→ Information shown
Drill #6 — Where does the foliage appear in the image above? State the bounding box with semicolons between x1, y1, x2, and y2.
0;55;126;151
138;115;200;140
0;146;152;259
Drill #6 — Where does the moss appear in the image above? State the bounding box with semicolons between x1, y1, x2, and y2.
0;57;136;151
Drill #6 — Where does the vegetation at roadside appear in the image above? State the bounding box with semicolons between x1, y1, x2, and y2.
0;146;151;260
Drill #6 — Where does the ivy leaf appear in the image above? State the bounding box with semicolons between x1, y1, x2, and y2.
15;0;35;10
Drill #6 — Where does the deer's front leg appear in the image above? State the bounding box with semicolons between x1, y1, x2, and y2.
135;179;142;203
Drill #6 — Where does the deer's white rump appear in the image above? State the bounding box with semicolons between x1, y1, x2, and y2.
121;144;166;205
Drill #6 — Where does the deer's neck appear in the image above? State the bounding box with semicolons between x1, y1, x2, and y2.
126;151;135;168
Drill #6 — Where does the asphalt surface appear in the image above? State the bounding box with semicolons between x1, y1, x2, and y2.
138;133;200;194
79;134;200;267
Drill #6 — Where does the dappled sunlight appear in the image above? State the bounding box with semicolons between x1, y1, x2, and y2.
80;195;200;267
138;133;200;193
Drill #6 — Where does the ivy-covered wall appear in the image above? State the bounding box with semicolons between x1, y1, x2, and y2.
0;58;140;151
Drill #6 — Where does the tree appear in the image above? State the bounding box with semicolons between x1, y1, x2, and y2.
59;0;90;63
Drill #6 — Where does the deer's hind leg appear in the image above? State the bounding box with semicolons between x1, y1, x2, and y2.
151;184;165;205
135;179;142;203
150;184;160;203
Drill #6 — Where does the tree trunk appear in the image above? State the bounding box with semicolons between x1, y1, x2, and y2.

→ Short task
Could you write out again only the records from the line containing "Drill #6 — Where does the dappled" through the line containing "0;58;140;151", requests included, and shift every bounding-box coordinate in the answers up by 41?

→ Solution for this problem
Drill #6 — Where does the dappled sunlight appear in the image above? State the bounding box with semicolons between x1, y1, x2, and y2.
121;236;241;308
179;174;241;234
Drill #6 — Where does the ivy-covered wall appear in the image above? State the bounding box with semicolons between x1, y1, x2, and y2.
41;99;181;192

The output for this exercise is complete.